絶望的な悲しみを抱える一方で、アメリカツアー出発の日が迫っていました。
葬儀はツアー出発の前日にハンチョウの実家のある東京で営まれ、赤嶺さんは初の海外ツアーマネージャーを、鼓童存亡のかかる危機的状況の中で務めることとなりました。

1987年のワン・アース・ツアー(撮影:2点とも富田和明氏)

以来、事情により鼓童スタッフの立場を離れることになる2008年まで、国内外の公演でツアーマネージャーを務めるかたわら、ワークショップのスタッフや、アース・セレブレーションでの海外ゲストアテンドなど、様々な場面で活躍。

1995年・北米ツアーにて(撮影:狩野泰一氏)

2010年からは海外公演アドバイザーとして、主に海外における鼓童の公演活動をサポートしてくれました。
赤嶺さんが変わらずにやってきてくれたことは、ひとえに「人と人をつなぐ」ということでした。

この機会に、赤嶺さんがかつて鼓童の機関誌に寄せた文章を読み返しました。
そこには、彼の人柄そのもの、そして鼓童への深い愛情があふれていました。
世界各地で多くの方々とのご縁を丁寧に紡いできた赤嶺さん。
機関誌「月刊鼓童」バックナンバーより文章の一部を抜粋し、その一端をご紹介させていただきます。
 

「タンパの子ども達」 1988年6月号より

大人が失いかけた感受性をもう一度見直してみる、確認する機会を与えてもらいました。 

フロリダ州タンパでの公演期間中、小学校の生徒達が鼓童の舞台を見るために劇場に足をはこんでくれたのですが、入って来る子供達を見ていてふと気がついたのは、ごく自然にグループに同化した体の不自由な子供達がいたのです。特に障害を持った子供を優先的に劇場に入れる訳でもなく、かといって遅れて最後にやってくる訳でもない。仲間の子供達と手をつないで入ってくるんですね。体の不自由な人に対して変な先入観もなければ偏見を持っていない。普通にワイワイおしゃべりしながらお互いを助け合っているのがごくあたりまえのようです。

公演後、目の不自由な少女が一人、本当に細い小さな腕で、小さな胸の中に太鼓を抱き込んで、太鼓の皮に頬ずりをするんです。少しだけあっけにとられたりもしたのですが、彼女のしぐさが、けなげで可愛くもあり、また大胆で生き生きとした姿に見えました。彼女にとって切実な欲求の対象となる。“触れる”。そして“確かめる”。という意識を素直に表現したことに共感もしました。またうつむいたまま照れくさそうな笑みを浮かべた少年が、手を差し伸べ握手を求めてきたんです。彼の感動は理屈じゃなくて、キラキラと輝いた感受性そのもののような気がしました。

• **課題内容**:
• a. 抜粋によると、赤嶺さんが事情により鼓童スタッフの立場を離れたのは何年ですか。
• b. 下にあるデータの行から、「May I ask you to find the butterfly wing」を含む行から「[[131, 67, 153, 72]]」を含む行までをすべて、一字一句変えずに書き写してください。
抜粋とデータの行は、それぞれ別の出典から取られたものです。

データセットの行
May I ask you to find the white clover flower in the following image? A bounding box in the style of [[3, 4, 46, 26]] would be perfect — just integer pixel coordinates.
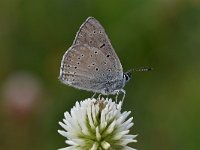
[[58, 98, 137, 150]]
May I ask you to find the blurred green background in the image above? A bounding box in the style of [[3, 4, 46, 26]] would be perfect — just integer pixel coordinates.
[[0, 0, 200, 150]]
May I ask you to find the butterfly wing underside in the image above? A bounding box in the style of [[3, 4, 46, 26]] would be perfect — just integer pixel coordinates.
[[59, 17, 123, 93], [73, 17, 123, 74]]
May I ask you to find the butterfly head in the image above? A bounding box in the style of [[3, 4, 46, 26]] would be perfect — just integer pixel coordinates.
[[123, 70, 132, 83]]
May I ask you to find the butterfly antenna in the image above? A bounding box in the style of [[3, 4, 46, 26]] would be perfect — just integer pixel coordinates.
[[131, 67, 153, 72]]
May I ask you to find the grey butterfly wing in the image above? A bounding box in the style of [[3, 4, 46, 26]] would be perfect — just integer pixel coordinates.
[[59, 45, 122, 93], [73, 17, 123, 78]]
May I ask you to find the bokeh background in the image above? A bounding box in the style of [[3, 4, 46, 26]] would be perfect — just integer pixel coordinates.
[[0, 0, 200, 150]]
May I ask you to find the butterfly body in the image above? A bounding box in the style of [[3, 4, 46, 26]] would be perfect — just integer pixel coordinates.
[[59, 17, 130, 95]]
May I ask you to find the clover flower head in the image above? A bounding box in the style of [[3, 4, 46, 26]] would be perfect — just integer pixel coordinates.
[[58, 98, 137, 150]]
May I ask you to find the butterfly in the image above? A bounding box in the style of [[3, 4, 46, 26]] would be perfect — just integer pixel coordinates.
[[59, 17, 150, 100]]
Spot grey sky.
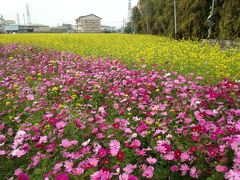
[0,0,138,26]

• **解答例**:
• a. 2008年です。

• b.
May I ask you to find the butterfly wing underside in the image above? A bounding box in the style of [[3, 4, 46, 26]] would be perfect — just integer pixel coordinates.
[[59, 17, 123, 93], [73, 17, 123, 74]]
May I ask you to find the butterfly head in the image above? A bounding box in the style of [[3, 4, 46, 26]] would be perfect — just integer pixel coordinates.
[[123, 70, 132, 83]]
May I ask you to find the butterfly antenna in the image above? A bounding box in the style of [[3, 4, 46, 26]] would be perfect — just integer pixel coordinates.
[[131, 67, 153, 72]]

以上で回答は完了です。